### The problem
Below are the records; copy out every line that holds the word "doorway".

Point localization data
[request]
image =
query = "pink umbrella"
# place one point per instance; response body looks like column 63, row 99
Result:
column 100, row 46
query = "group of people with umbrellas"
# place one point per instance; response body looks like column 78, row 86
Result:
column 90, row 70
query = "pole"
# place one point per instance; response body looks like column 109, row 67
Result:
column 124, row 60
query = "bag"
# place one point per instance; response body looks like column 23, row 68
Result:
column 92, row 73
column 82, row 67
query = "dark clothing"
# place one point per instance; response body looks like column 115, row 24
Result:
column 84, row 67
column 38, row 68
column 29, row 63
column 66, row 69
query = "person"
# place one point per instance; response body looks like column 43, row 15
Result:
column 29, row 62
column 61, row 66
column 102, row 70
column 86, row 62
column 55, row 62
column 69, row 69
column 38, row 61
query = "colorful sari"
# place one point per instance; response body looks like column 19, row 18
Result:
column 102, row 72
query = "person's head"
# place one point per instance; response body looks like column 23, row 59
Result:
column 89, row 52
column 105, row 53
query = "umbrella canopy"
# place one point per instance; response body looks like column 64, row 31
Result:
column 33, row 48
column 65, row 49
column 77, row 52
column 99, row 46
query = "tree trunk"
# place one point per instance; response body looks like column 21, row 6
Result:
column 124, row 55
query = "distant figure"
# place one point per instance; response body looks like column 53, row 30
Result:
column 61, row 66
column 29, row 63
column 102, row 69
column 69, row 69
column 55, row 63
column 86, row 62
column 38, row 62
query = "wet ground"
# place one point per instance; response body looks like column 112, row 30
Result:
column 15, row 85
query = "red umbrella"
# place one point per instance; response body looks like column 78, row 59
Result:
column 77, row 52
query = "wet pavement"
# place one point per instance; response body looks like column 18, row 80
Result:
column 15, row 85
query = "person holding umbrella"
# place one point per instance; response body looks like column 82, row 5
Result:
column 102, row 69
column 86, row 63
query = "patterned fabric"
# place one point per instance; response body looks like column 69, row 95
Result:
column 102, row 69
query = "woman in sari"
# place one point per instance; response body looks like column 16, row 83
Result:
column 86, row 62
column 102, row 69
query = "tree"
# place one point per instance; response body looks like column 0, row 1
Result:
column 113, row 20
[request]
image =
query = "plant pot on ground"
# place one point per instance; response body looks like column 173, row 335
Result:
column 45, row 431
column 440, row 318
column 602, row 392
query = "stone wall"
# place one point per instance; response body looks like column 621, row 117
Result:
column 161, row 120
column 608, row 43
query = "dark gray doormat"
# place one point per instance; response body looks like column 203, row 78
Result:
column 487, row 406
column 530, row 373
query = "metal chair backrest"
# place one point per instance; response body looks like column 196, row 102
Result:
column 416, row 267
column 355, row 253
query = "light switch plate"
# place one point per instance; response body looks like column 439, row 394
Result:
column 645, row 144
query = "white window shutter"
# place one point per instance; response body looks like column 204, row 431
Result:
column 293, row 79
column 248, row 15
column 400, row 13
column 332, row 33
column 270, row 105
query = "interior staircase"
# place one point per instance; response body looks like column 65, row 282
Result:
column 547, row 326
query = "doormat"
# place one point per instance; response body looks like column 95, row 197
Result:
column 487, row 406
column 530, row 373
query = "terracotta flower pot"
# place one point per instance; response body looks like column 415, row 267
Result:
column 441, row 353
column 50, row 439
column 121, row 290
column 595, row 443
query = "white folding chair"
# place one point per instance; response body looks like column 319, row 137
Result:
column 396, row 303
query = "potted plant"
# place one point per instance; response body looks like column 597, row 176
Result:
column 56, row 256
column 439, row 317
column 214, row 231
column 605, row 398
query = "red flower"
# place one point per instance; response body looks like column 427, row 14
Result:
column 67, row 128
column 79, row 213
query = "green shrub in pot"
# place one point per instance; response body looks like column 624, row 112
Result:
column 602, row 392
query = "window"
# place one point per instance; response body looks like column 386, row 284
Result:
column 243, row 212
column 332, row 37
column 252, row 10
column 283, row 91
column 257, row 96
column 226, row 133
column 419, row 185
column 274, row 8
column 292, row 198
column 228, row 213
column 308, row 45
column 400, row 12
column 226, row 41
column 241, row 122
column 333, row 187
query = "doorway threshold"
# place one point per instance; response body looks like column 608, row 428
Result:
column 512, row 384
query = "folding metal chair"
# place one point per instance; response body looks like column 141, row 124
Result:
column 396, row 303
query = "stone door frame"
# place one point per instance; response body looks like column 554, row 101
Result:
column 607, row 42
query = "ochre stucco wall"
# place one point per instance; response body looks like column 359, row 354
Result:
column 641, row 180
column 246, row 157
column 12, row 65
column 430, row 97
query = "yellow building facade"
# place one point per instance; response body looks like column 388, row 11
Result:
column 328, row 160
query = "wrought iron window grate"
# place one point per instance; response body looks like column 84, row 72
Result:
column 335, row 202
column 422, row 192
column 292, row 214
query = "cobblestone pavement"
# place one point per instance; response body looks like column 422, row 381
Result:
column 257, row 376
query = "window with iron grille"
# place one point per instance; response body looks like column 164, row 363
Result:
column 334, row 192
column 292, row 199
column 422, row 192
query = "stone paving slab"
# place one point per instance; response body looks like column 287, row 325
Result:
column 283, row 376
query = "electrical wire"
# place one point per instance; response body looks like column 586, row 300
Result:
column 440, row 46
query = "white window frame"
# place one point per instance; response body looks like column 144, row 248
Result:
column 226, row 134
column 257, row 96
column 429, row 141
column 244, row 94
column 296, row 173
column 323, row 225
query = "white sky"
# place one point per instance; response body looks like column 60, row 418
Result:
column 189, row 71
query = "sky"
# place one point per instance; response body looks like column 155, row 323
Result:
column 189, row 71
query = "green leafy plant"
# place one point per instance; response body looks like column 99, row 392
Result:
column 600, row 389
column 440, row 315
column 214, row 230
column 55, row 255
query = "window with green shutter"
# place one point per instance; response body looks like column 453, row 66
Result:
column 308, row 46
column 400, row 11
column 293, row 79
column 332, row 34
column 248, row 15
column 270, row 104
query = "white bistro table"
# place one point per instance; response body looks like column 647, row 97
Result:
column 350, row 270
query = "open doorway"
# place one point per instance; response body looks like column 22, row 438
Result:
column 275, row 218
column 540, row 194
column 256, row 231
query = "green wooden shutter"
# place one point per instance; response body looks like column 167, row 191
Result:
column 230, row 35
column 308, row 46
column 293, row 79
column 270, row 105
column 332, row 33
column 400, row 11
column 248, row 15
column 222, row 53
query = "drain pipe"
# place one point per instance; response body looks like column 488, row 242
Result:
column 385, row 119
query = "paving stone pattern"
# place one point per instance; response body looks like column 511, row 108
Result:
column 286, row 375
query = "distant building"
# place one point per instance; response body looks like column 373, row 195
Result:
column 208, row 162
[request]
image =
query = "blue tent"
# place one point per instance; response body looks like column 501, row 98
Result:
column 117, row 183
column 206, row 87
* * *
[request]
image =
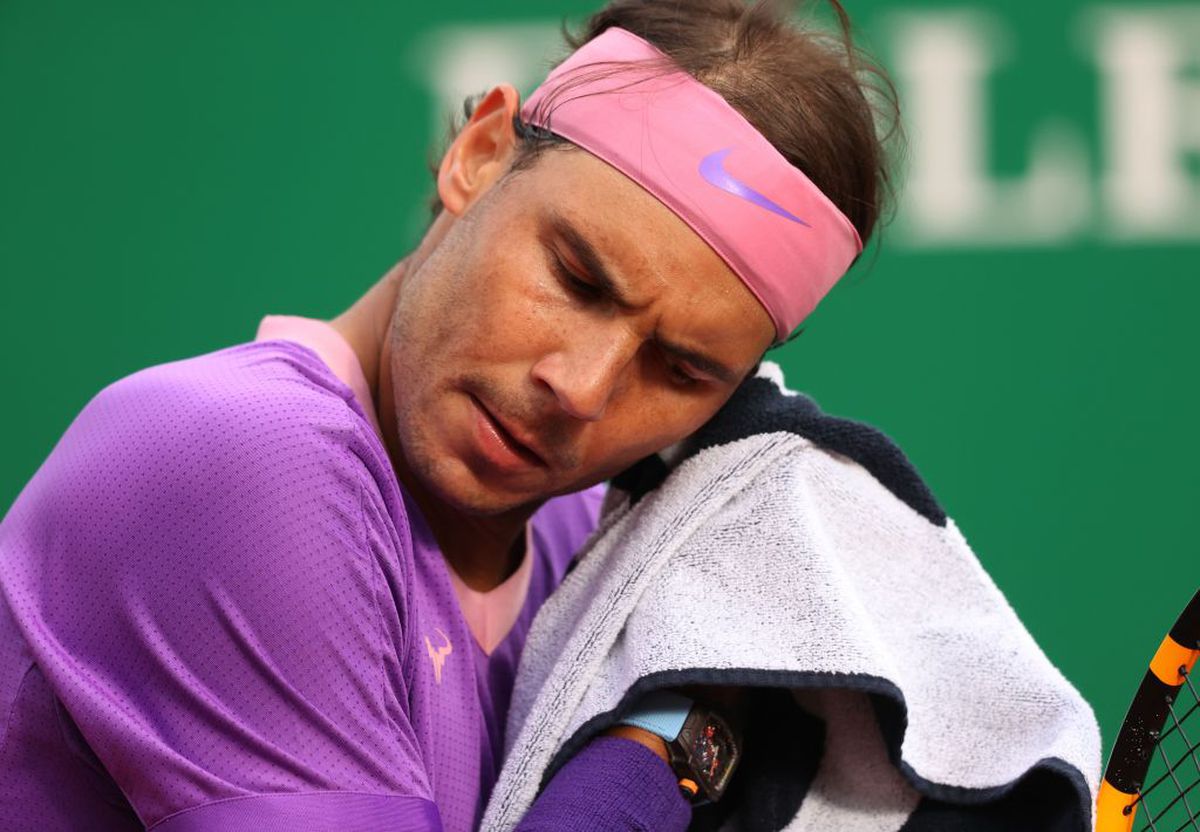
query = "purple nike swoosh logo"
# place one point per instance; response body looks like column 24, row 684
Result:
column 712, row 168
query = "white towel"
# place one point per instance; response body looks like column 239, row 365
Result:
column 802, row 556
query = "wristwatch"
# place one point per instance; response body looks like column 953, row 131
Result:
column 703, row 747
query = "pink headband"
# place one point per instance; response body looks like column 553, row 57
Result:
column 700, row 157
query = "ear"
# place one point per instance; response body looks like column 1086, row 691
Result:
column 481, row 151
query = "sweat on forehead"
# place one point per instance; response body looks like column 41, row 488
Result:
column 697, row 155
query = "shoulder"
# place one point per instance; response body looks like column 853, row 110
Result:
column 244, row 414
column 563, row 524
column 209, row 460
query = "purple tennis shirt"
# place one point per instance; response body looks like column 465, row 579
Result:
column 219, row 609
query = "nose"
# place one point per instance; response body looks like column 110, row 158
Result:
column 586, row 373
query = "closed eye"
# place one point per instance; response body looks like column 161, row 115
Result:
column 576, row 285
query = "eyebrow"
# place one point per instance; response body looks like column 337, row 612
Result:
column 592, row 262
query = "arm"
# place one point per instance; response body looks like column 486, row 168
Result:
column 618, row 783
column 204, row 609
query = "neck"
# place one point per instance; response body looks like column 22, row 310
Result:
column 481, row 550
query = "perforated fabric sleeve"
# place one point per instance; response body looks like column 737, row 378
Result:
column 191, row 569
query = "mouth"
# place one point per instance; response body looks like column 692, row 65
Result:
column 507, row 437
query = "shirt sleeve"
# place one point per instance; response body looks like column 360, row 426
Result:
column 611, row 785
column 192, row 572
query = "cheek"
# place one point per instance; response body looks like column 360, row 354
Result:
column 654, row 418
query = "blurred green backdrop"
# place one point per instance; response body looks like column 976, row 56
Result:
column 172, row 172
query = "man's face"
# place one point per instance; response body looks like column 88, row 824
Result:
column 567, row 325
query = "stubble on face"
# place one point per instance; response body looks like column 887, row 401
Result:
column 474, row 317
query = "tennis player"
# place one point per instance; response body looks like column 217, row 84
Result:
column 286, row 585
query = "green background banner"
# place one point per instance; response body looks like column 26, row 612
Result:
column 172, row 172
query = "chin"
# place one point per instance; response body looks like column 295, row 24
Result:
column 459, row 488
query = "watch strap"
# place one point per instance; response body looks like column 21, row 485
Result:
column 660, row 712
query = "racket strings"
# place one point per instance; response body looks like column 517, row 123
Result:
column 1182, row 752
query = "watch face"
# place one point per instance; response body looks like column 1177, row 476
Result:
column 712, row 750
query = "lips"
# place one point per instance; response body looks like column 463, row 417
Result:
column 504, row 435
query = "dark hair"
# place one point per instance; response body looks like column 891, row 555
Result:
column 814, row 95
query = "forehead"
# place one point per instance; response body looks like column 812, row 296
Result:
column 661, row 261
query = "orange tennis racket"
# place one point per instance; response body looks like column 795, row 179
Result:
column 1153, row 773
==
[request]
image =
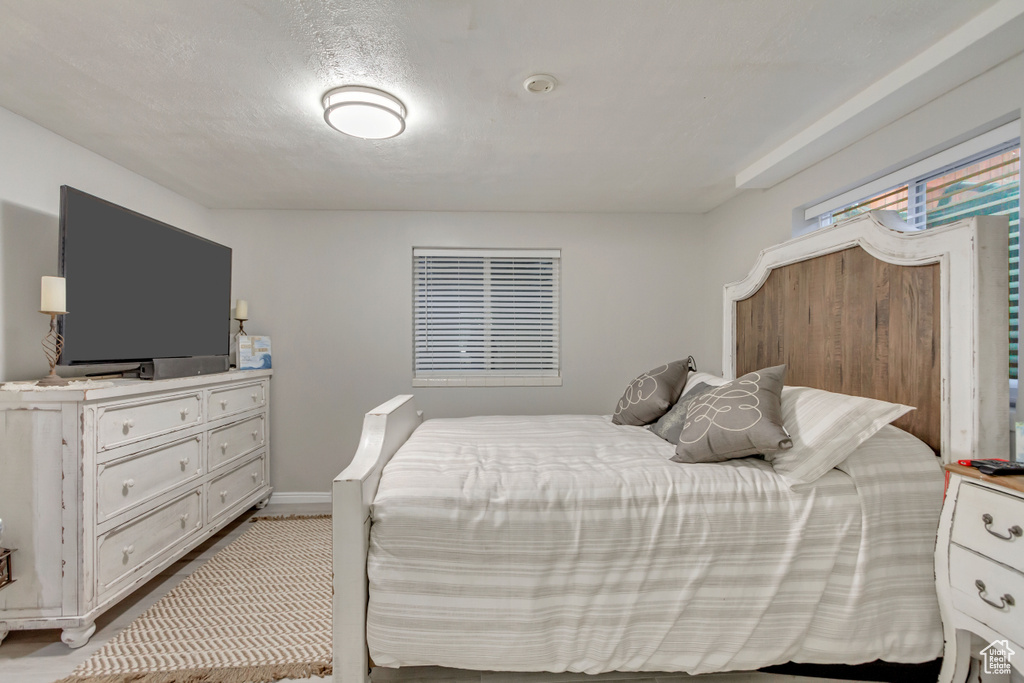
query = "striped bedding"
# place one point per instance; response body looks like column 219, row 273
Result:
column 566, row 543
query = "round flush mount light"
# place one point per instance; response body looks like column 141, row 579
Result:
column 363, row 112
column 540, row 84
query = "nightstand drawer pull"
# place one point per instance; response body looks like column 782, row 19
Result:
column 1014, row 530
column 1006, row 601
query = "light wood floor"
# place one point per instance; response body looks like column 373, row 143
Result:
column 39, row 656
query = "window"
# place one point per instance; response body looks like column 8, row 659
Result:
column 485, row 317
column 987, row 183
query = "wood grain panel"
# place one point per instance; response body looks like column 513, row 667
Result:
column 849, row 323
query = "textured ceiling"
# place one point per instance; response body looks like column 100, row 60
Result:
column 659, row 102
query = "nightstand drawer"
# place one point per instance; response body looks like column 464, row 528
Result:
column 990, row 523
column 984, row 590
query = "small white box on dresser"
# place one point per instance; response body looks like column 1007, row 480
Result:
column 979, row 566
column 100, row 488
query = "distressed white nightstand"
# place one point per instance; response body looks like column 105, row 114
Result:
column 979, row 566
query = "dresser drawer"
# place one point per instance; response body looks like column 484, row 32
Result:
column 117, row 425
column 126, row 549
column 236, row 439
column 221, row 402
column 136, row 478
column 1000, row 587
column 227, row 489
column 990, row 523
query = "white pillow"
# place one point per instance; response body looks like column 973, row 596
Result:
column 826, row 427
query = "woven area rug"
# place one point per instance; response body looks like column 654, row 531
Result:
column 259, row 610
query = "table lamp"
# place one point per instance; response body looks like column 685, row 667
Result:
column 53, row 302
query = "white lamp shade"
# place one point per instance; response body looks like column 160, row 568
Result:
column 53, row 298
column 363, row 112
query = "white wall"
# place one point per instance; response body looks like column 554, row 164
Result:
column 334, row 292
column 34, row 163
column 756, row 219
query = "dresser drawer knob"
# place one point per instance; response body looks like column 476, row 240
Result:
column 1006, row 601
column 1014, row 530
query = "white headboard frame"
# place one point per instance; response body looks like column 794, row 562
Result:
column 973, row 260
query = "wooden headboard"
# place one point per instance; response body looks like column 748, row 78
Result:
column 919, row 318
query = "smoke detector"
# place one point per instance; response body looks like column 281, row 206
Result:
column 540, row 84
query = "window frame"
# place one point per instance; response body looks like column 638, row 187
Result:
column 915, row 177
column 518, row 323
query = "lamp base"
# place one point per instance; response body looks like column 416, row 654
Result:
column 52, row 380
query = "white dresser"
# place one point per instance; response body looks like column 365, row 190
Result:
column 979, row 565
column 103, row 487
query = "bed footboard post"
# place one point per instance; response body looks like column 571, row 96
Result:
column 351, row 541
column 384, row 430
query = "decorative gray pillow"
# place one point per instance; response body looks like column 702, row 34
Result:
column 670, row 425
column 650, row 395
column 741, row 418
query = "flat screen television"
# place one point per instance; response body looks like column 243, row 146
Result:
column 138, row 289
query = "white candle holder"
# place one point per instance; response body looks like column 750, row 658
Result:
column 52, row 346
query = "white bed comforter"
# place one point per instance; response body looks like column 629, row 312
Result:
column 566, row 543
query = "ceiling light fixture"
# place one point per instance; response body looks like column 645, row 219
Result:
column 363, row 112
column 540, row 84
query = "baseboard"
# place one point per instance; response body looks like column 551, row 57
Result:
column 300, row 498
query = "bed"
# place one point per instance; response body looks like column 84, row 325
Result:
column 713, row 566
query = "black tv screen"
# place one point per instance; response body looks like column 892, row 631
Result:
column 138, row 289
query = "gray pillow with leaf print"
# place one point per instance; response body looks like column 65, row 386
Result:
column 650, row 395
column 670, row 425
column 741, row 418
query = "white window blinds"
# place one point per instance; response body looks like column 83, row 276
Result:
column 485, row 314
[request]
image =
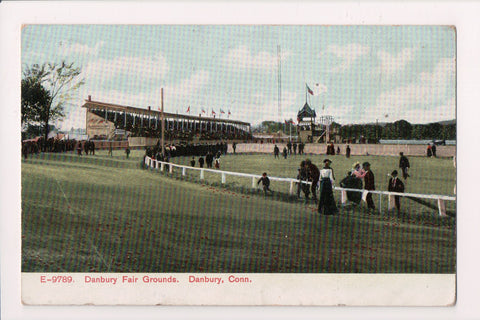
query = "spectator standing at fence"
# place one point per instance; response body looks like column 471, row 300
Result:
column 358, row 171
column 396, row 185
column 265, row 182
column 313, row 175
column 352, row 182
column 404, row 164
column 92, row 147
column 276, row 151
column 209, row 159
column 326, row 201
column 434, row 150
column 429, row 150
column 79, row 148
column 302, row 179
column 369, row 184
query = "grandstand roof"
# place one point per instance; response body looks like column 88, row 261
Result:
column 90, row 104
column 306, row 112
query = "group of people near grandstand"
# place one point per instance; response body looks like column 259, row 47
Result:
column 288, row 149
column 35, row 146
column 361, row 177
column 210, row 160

### Task answer
query = "doorway threshold"
query = "open doorway"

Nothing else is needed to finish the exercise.